--- Exercise 1 ---
Retype everything in the cpuset thread from "Further extending your" down to "DEADLINE specific, IMHO.", character for character.

--- Given text ---
* * *

Re: [PATCH v6 2/2] cpuset: Add cpuset.sched_load_balance to v2

From: Juri Lelli
Date: Mon Mar 26 2018 - 08:47:23 EST


On 23/03/18 14:44, Waiman Long wrote:
> On 03/23/2018 03:59 AM, Juri Lelli wrote:

[...]

> > OK, thanks for confirming. Can you tell again however why do you think
> > we need to remove sched_load_balance from root level? Won't we end up
> > having tasks put on isolated sets?
>
> The root cgroup is special that it owns all the resources in the system.
> We generally don't want restriction be put on the root cgroup. A child
> cgroup has to be created to have constraints put on it. In fact, most of
> the controller files don't show up in the v2 cgroup root at all.
>
> An isolated cgroup has to be put under root, e.g.
>
> Root
> / \
> isolated balanced
>
> >
> > Also, I guess children groups with more than one CPU will need to be
> > able to load balance across their CPUs, no matter what their parent
> > group does?
>
> The purpose of an isolated cpuset is to have a dedicated set of CPUs to
> be used by a certain application that makes its own scheduling decision
> by placing tasks explicitly on specific CPUs. It just doesn't make sense
> to have a CPU in an isolated cpuset to participated in load balancing in
> another cpuset. If one want load balancing in a child cpuset, the parent
> cpuset should have load balancing turned on as well.

Isolated with CPUs overlapping some other cpuset makes little sense, I
agree. What I have in mind however is an isolated set of CPUs that don't
overlap with any other cpuset (as your balanced set above). In this case
I think it makes sense to let the sys admin decide if "automatic" load
balancing has to be performed (by the scheduler) or no load balacing at
all has to take place?

Further extending your example:

Root [0-3]
/ \
group1 [0-1] group2[2-3]

Why should we prevent load balancing to be disabled at root level (so
that for example tasks still residing in root group are not freely
migrated around, potentially disturbing both sub-groups)?

Then one can decide that group1 is a "userspace managed" group (no load
balancing takes place) and group2 is balanced by the scheduler.

And this is not DEADLINE specific, IMHO.

> As I look into the code, it seems like root domain is probably somewhat
> associated with cpu_exclusive only. Whether sched_load_balance is set
> doesn't really matter. I will need to look further on the conditions
> where a new root domain is created.

I checked again myself (sched domains code is always a maze :) and I
believe that sched_load_balance flag indeed controls domains (sched and
root) creation and configuration . Changing the flag triggers potential
rebuild and separed sched/root domains are generated if subgroups have
non overlapping cpumasks. cpu_exclusive only enforces this latter
condition.

Best,

- Juri

* * *

--- Material provided ---

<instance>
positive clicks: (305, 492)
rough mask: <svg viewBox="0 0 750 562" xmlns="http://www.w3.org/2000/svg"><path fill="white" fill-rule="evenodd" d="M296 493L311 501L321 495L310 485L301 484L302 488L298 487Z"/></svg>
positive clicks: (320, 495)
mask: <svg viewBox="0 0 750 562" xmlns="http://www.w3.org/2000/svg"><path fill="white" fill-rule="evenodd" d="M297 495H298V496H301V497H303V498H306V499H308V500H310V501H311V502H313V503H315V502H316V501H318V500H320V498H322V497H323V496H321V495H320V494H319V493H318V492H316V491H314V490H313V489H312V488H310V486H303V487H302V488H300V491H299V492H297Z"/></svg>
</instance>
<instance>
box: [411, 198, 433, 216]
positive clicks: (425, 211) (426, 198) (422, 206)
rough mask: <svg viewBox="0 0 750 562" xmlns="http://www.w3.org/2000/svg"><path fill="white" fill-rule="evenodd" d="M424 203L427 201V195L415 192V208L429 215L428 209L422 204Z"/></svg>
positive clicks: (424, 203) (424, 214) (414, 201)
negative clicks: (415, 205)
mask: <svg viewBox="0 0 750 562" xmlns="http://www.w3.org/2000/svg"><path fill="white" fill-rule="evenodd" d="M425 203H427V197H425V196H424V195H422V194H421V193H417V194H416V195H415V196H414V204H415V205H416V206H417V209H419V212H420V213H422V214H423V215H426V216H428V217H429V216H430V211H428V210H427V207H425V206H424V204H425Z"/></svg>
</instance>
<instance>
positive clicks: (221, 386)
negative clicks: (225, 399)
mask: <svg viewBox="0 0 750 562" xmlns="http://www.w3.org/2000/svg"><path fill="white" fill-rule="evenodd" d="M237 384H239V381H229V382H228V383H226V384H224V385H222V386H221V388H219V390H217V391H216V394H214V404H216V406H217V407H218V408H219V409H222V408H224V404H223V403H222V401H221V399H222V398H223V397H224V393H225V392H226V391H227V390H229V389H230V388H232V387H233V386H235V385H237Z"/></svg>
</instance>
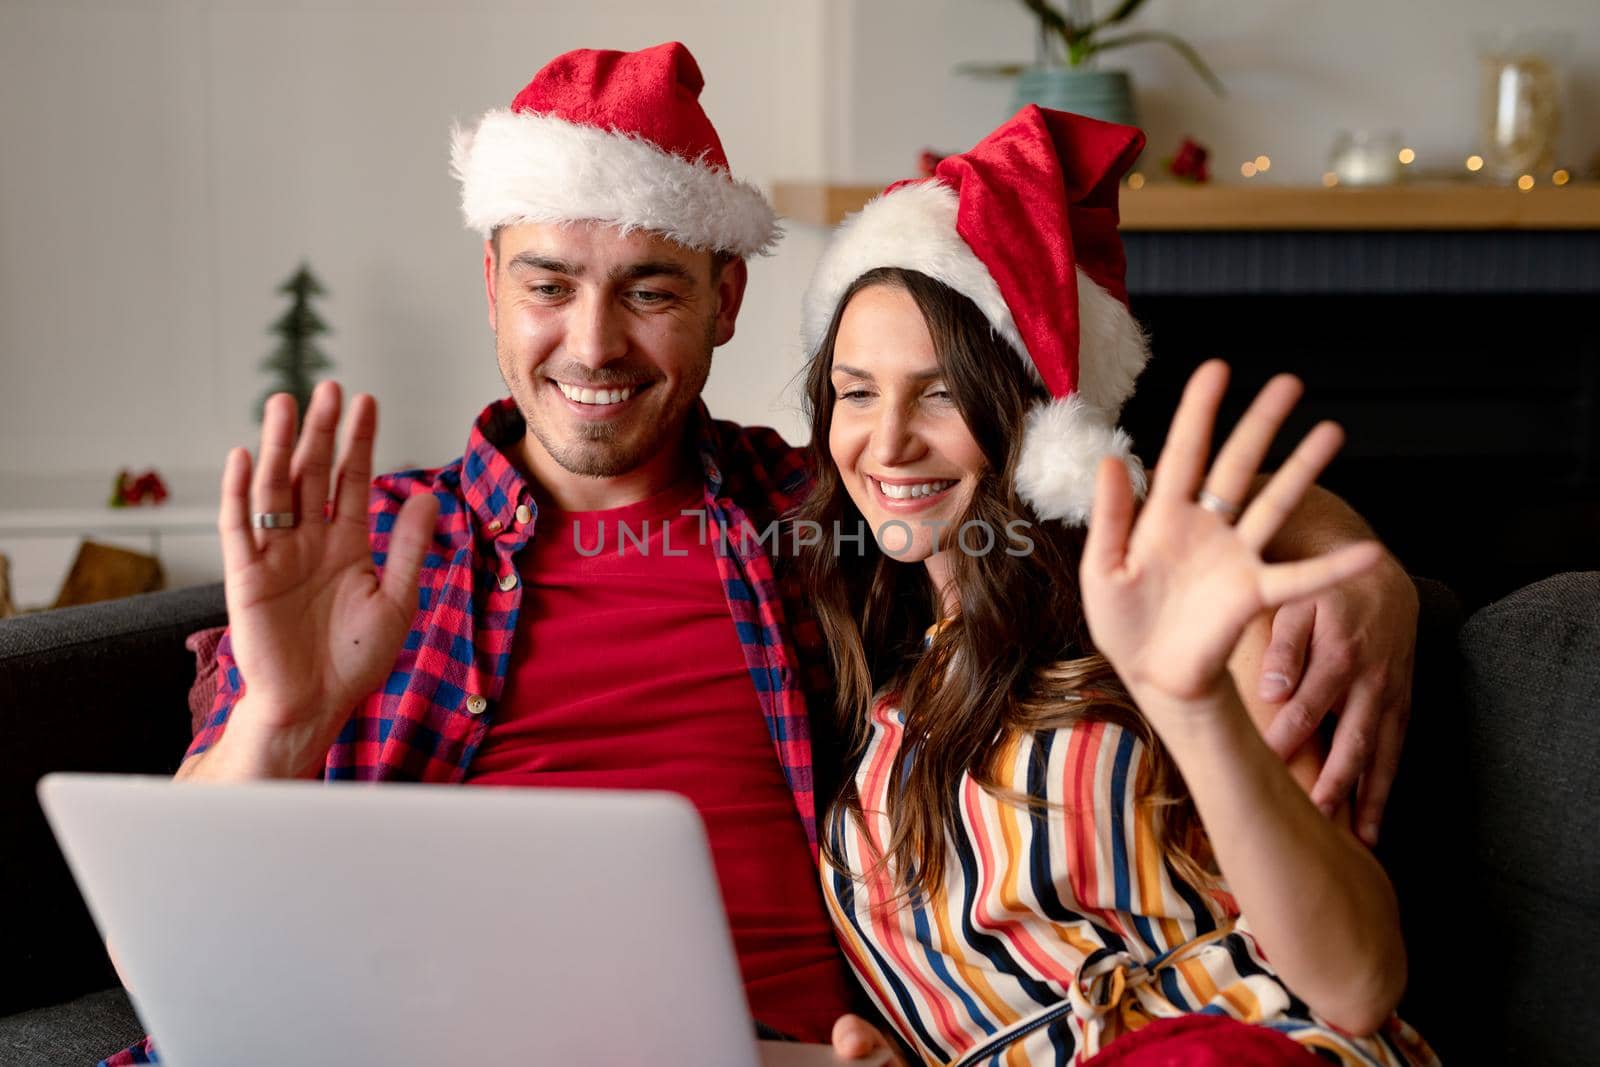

* * *

--- Exercise 2 ---
Show each line of the records that contains the string "rough".

--- Response box 1 ---
Further extending your example:

Root [0-3]
/ \
group1 [0-1] group2[2-3]

Why should we prevent load balancing to be disabled at root level (so
that for example tasks still residing in root group are not freely
migrated around, potentially disturbing both sub-groups)?

Then one can decide that group1 is a "userspace managed" group (no load
balancing takes place) and group2 is balanced by the scheduler.

And this is not DEADLINE specific, IMHO.

--- Response box 2 ---
rough mask: <svg viewBox="0 0 750 562" xmlns="http://www.w3.org/2000/svg"><path fill="white" fill-rule="evenodd" d="M296 493L311 501L321 495L310 485L301 484L302 488L298 487Z"/></svg>
rough mask: <svg viewBox="0 0 750 562" xmlns="http://www.w3.org/2000/svg"><path fill="white" fill-rule="evenodd" d="M424 203L427 201V195L415 192V208L429 215L428 209L422 204Z"/></svg>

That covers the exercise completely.